* [Exercise brief] Will you transcribe the entries that follow, exactly and in full?

*** Supplied entries ***

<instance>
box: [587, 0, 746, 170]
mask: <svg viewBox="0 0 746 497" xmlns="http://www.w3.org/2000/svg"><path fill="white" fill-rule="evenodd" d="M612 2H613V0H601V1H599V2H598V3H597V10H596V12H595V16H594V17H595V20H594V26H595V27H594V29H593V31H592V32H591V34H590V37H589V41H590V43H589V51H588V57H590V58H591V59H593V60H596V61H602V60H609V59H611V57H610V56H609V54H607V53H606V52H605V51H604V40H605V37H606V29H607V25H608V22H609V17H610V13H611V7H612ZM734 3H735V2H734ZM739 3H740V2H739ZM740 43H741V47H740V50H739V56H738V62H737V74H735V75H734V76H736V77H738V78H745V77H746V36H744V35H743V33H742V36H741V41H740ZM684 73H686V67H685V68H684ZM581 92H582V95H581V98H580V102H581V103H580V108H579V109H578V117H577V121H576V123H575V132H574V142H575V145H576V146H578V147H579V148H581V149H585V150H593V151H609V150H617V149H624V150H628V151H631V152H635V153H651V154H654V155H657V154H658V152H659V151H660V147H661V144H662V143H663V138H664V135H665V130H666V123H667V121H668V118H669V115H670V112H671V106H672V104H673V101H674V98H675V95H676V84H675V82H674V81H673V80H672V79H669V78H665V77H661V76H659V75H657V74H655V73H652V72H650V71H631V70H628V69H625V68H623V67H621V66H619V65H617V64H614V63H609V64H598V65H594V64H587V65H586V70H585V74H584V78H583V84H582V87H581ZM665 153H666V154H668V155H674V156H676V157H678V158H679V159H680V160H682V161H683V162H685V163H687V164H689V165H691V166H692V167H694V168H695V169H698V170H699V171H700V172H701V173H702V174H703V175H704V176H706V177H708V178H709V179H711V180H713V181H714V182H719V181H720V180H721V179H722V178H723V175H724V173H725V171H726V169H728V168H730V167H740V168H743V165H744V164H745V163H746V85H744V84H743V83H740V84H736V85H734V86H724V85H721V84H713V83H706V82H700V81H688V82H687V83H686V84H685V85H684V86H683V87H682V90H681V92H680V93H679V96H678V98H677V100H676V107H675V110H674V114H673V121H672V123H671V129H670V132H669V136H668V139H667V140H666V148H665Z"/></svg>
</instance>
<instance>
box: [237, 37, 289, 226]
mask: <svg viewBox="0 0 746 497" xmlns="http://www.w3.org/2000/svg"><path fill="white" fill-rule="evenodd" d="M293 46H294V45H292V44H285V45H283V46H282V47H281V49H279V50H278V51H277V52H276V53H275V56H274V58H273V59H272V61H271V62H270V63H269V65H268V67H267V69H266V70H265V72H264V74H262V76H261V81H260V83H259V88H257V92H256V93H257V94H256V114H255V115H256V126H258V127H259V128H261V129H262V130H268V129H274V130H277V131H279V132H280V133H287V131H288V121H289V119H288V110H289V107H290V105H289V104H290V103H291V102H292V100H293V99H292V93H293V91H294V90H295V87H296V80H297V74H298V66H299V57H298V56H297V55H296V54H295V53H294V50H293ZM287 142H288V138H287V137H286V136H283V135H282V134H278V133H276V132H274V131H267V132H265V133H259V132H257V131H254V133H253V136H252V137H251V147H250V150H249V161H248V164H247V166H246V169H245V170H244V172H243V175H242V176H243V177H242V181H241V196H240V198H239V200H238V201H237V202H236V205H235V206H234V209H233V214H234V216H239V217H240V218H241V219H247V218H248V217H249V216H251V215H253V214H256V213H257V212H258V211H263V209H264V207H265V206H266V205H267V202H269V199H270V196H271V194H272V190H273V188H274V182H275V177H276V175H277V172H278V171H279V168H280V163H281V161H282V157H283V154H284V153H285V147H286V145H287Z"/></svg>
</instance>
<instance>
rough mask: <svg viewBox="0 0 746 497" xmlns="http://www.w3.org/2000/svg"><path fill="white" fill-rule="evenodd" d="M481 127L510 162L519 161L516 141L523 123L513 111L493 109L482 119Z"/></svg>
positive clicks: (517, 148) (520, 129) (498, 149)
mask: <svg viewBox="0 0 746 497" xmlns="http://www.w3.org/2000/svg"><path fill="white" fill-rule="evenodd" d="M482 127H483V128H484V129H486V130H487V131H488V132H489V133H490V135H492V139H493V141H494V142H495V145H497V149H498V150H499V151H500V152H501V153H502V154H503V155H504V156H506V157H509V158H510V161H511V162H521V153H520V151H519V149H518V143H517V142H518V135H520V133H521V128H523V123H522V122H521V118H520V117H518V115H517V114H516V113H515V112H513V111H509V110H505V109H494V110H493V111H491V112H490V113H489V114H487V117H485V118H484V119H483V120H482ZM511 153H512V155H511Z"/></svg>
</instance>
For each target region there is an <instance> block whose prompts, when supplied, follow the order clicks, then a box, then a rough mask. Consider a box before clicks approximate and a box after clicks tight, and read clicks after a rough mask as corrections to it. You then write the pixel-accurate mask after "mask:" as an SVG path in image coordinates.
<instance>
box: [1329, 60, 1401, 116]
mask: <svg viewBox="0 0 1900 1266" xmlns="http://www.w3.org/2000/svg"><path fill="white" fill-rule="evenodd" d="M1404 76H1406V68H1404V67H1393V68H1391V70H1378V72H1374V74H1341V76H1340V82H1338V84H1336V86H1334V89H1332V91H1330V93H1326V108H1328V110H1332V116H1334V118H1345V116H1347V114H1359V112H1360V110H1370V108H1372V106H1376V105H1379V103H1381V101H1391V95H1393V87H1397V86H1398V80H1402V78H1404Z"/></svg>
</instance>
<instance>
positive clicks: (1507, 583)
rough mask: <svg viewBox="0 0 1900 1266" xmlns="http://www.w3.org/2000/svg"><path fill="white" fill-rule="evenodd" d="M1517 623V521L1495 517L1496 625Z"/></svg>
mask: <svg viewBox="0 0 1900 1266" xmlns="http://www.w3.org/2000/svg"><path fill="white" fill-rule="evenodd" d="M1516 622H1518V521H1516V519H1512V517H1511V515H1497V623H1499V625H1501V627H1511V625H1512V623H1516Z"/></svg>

***

* [Written solution]
<instance>
box: [587, 0, 746, 170]
mask: <svg viewBox="0 0 746 497" xmlns="http://www.w3.org/2000/svg"><path fill="white" fill-rule="evenodd" d="M612 2H613V0H601V1H599V2H598V3H597V10H596V12H595V16H594V17H595V20H594V26H595V27H594V29H593V31H592V32H591V34H590V37H589V41H590V43H589V51H588V57H590V58H591V59H593V60H596V61H602V60H609V59H611V57H610V56H609V54H607V53H606V52H605V51H604V40H605V37H606V29H607V25H608V22H609V17H610V13H611V7H612ZM734 3H735V2H734ZM739 3H740V2H739ZM740 43H741V47H740V50H739V56H738V62H737V74H735V75H734V76H736V77H738V78H745V77H746V36H744V35H743V33H742V36H741V41H740ZM684 73H686V67H685V68H684ZM581 92H582V95H581V98H580V102H581V103H580V108H579V109H578V117H577V121H576V123H575V132H574V142H575V145H576V146H578V147H579V148H581V149H585V150H593V151H609V150H617V149H624V150H628V151H631V152H635V153H651V154H654V155H657V154H658V152H659V151H660V147H661V144H662V143H663V138H664V135H665V130H666V123H667V121H668V118H669V115H670V112H671V106H672V104H673V101H674V98H675V95H676V84H675V82H674V81H673V80H672V79H669V78H665V77H661V76H659V75H657V74H655V73H652V72H650V71H631V70H628V69H625V68H623V67H621V66H619V65H617V64H614V63H609V64H598V65H594V64H587V65H586V70H585V74H584V78H583V84H582V87H581ZM665 153H666V154H668V155H674V156H676V157H678V158H679V159H680V160H682V161H683V162H685V163H687V164H689V165H691V166H692V167H694V168H695V169H698V170H699V171H700V172H701V173H702V174H703V175H704V176H706V177H708V178H709V179H711V180H713V181H714V182H719V181H720V180H721V179H722V178H723V175H724V173H725V171H726V169H728V168H730V167H740V168H743V165H744V164H745V163H746V85H744V84H743V83H740V84H736V85H734V86H724V85H721V84H713V83H706V82H700V81H688V82H687V83H686V84H685V85H684V86H683V87H682V90H681V92H680V93H679V96H678V98H677V100H676V107H675V110H674V114H673V121H672V123H671V129H670V132H669V136H668V139H667V140H666V148H665Z"/></svg>
</instance>
<instance>
box: [237, 37, 289, 226]
mask: <svg viewBox="0 0 746 497" xmlns="http://www.w3.org/2000/svg"><path fill="white" fill-rule="evenodd" d="M293 46H294V45H292V44H285V45H283V46H282V47H281V49H279V50H278V51H277V52H276V53H275V56H274V58H273V59H272V61H271V62H270V63H269V65H268V67H267V69H266V70H265V72H264V74H262V76H261V81H260V83H259V88H257V92H256V93H257V94H256V114H255V115H256V126H258V127H259V128H261V129H262V130H268V129H274V130H277V131H279V132H280V133H287V131H288V121H289V119H288V110H289V107H290V105H289V104H290V103H291V102H292V100H293V99H292V93H293V91H294V90H295V87H296V80H297V74H298V66H299V57H298V56H297V55H296V54H295V53H294V50H293ZM287 142H288V138H287V137H286V136H283V135H282V134H278V133H276V132H274V131H267V132H265V133H259V132H257V131H254V133H253V136H252V137H251V147H250V150H249V161H248V164H247V166H246V169H245V170H244V172H243V175H242V176H243V177H242V181H241V196H240V198H239V200H238V201H237V202H236V205H235V206H234V209H233V214H234V216H239V217H240V218H241V219H247V218H248V217H249V216H251V215H253V214H256V213H257V212H258V211H263V209H264V207H265V206H266V205H267V202H269V199H270V196H271V194H272V190H273V188H274V182H275V177H276V175H277V172H278V171H279V168H280V163H281V161H282V157H283V154H284V153H285V147H286V145H287Z"/></svg>
</instance>
<instance>
rough mask: <svg viewBox="0 0 746 497" xmlns="http://www.w3.org/2000/svg"><path fill="white" fill-rule="evenodd" d="M481 127L510 162L519 161L516 141L523 123L513 111L493 109L482 119Z"/></svg>
positive clicks: (517, 148) (520, 129) (498, 149)
mask: <svg viewBox="0 0 746 497" xmlns="http://www.w3.org/2000/svg"><path fill="white" fill-rule="evenodd" d="M482 127H483V128H484V129H486V130H487V131H488V132H489V133H490V135H492V139H493V141H494V142H495V145H497V149H498V150H499V151H500V152H501V153H502V154H503V155H504V156H506V157H509V158H510V161H511V162H521V153H520V151H519V149H518V143H517V142H518V135H520V133H521V128H523V123H522V122H521V118H520V117H518V115H517V114H516V113H515V112H513V111H509V110H505V109H494V110H493V111H491V112H490V113H489V114H487V117H485V118H484V119H483V120H482ZM511 153H512V155H511Z"/></svg>
</instance>
For each target region there is an <instance> block whose prompts, when supplied, follow the order clicks, then a box, then a rough mask. Consider a box before clicks approximate and a box after clicks tight, and read clicks after a rough mask as corrections to it. You then write the pixel-accurate mask after "mask:" as an SVG path in image coordinates.
<instance>
box: [1329, 60, 1401, 116]
mask: <svg viewBox="0 0 1900 1266" xmlns="http://www.w3.org/2000/svg"><path fill="white" fill-rule="evenodd" d="M1404 76H1406V68H1404V67H1393V68H1391V70H1378V72H1374V74H1341V76H1340V82H1338V84H1336V86H1334V89H1332V91H1330V93H1326V108H1328V110H1332V116H1334V118H1345V116H1347V114H1359V112H1360V110H1370V108H1372V106H1376V105H1379V103H1381V101H1391V95H1393V87H1397V86H1398V80H1402V78H1404Z"/></svg>
</instance>
<instance>
positive clicks: (1507, 583)
rough mask: <svg viewBox="0 0 1900 1266" xmlns="http://www.w3.org/2000/svg"><path fill="white" fill-rule="evenodd" d="M1517 623V521L1495 517L1496 625Z"/></svg>
mask: <svg viewBox="0 0 1900 1266" xmlns="http://www.w3.org/2000/svg"><path fill="white" fill-rule="evenodd" d="M1516 622H1518V521H1516V519H1512V517H1511V515H1497V623H1499V625H1501V627H1511V625H1512V623H1516Z"/></svg>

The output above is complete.